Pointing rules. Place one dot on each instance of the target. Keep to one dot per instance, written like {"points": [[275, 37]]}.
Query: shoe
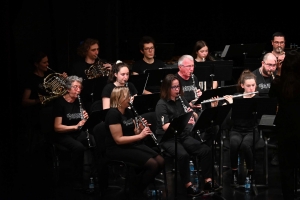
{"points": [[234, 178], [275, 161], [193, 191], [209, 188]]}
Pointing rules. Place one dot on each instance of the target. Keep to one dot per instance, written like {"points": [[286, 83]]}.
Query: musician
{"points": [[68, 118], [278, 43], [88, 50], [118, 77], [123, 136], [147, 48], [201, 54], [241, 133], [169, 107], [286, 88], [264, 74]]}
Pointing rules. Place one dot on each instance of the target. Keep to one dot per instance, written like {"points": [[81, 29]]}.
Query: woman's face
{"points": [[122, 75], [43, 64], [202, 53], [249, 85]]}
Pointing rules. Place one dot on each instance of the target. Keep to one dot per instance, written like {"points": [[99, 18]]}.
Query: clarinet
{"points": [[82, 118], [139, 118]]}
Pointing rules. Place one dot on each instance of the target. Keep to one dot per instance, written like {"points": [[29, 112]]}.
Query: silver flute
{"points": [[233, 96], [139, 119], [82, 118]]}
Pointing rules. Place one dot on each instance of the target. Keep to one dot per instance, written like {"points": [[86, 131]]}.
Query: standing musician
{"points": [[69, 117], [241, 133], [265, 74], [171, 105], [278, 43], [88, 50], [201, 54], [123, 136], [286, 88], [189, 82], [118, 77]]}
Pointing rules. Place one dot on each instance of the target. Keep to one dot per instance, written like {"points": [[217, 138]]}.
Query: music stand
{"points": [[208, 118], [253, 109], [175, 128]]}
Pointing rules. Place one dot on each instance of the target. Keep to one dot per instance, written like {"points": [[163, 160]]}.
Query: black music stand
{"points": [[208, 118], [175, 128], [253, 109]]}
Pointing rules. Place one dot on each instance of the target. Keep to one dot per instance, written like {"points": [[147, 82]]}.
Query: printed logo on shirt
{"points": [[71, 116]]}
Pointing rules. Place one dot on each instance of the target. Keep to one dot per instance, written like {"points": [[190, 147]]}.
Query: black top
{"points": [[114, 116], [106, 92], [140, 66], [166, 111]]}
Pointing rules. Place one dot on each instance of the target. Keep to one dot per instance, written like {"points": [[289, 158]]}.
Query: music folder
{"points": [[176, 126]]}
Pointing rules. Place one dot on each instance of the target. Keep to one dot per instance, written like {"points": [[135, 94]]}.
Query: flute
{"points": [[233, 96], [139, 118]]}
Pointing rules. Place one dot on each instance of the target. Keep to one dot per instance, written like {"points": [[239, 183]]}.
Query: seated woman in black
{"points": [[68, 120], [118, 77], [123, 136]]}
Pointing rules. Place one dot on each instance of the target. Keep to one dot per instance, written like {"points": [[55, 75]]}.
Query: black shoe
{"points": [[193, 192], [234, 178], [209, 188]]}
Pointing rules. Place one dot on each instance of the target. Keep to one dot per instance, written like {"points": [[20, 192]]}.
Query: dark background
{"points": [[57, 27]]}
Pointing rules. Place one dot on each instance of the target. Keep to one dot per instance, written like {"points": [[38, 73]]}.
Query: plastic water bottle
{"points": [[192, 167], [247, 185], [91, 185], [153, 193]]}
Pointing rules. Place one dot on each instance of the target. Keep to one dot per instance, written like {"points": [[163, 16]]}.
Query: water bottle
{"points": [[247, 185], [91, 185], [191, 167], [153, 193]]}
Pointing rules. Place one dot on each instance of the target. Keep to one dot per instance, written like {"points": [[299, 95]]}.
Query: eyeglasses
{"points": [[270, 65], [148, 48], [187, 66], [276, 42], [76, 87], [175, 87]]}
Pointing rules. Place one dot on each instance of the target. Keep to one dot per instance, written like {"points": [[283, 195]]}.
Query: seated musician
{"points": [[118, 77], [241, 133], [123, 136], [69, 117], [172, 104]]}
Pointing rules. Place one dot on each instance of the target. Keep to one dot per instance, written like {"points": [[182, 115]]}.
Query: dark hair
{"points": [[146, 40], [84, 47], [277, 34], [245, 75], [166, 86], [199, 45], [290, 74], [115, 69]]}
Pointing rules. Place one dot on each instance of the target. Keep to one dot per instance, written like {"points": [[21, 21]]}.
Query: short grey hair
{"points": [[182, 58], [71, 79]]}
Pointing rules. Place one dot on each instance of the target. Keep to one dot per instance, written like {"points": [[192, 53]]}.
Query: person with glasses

» To be done:
All of the data above should be quoted exactly, except for the pictures.

» Written answer:
Pointing rules. Place one dot on each instance of the target. Keep to one dot per instance, written like {"points": [[275, 37]]}.
Query: shoe
{"points": [[234, 178], [275, 161], [193, 191], [209, 188]]}
Pointing rules. Place one dot on each instance of the target. Keep to one dot per instance, written like {"points": [[286, 83]]}.
Query: musician
{"points": [[68, 118], [278, 43], [88, 50], [118, 77], [123, 136], [147, 48], [201, 54], [241, 133], [169, 107], [286, 88], [264, 74]]}
Pointing rules. Place one dot on each instance of the target. Keep to one dot per instance, written like {"points": [[81, 29]]}.
Query: woman's face
{"points": [[122, 75], [43, 64], [202, 53], [249, 85]]}
Pointing rules. Place one dot on each instance of the target. Keep to one dot per instance, written like {"points": [[99, 18]]}.
Query: clarinet
{"points": [[82, 118], [139, 118]]}
Pointing rules. Place one dot on each instance of the target. Keep to one dot per instance, written like {"points": [[29, 112]]}.
Query: silver flute
{"points": [[233, 96], [139, 119], [82, 118]]}
Pointing rules. Place one dot on each instance of the target. Keep to one dot per instance, written like {"points": [[86, 131]]}.
Query: standing musician
{"points": [[69, 117], [241, 133], [265, 74], [171, 105], [278, 43], [88, 50], [201, 54], [123, 136], [286, 88], [189, 82], [118, 77]]}
Pointing rules. Place one dot on each instance of the target. Keep to one dot per instance, written like {"points": [[217, 138]]}.
Query: music stand
{"points": [[208, 118], [253, 109], [175, 128]]}
Pointing rules. Place one dot on each instance of the target. Keep to one dot per instance, written like {"points": [[163, 160]]}.
Query: black music stand
{"points": [[208, 118], [175, 128], [253, 109]]}
Pointing rules. Place one dot on each instance of the target. Keep to one dot per instance, written like {"points": [[147, 82]]}.
Query: printed logo on shirt
{"points": [[71, 116]]}
Pointing rules. Place one dot on each instance of the target. Keep to one dot per instance, written like {"points": [[190, 147]]}.
Query: black top
{"points": [[114, 116], [106, 92], [140, 66], [166, 111]]}
Pointing rules. Place one dot on each instance of the target. Keep to one dot per instance, written like {"points": [[289, 158]]}.
Query: music folder
{"points": [[176, 126]]}
Pointing rules. Place one dot on each instance of the target. Keep to one dot per instance, written like {"points": [[135, 94]]}.
Query: flute
{"points": [[233, 96], [139, 118]]}
Pointing rules. Place one dot on each instance of the target. Keep to one dot per instance, written like {"points": [[239, 183]]}.
Query: seated woman in black
{"points": [[68, 120], [118, 77], [123, 136]]}
Pointing rules. Place one dot on each instance of the target. Keep to one dot per instance, written like {"points": [[55, 75]]}.
Query: black shoe
{"points": [[193, 192], [234, 178], [209, 188]]}
Pointing rules. Place one dot on each instance of the target. Keep to one dot per instance, written like {"points": [[20, 192]]}.
Query: dark background
{"points": [[57, 27]]}
Pointing rules. Place one dot on each instance of the target. Keep to one dot per instance, written like {"points": [[38, 73]]}.
Query: plastic water bottle
{"points": [[192, 167], [247, 185], [91, 185], [153, 193]]}
Pointing rules. Place one dot on each instance of the target. Keep to one dot per instance, written like {"points": [[163, 16]]}.
Query: water bottle
{"points": [[247, 185], [91, 185], [191, 167], [153, 193]]}
Pointing rules. Place one dot on each instance of the target. Keep to one dot per instance, written like {"points": [[299, 95]]}.
Query: eyeglasses
{"points": [[270, 65], [148, 48], [187, 66], [276, 42], [76, 87], [175, 87]]}
Pointing rules. Place one dot on each instance of the target. Keep to one dot per instance, written like {"points": [[283, 195]]}.
Query: seated musician
{"points": [[118, 77], [241, 133], [123, 136], [69, 117], [172, 104]]}
Pointing rules. Place one dot on each instance of the target. Keep to one dot per instance, written like {"points": [[182, 115]]}.
Query: dark hair
{"points": [[146, 40], [84, 47], [277, 34], [245, 75], [166, 86], [199, 45], [290, 74], [115, 69]]}
Pointing rules. Place one dot on each instance of the target. Keep to one dot per instance, written like {"points": [[21, 21]]}.
Query: short grey hair
{"points": [[182, 58], [71, 79]]}
Pointing rules. Place one dot on each instance of the target. Keep to one dot per instance, written like {"points": [[192, 53]]}.
Query: person with glasses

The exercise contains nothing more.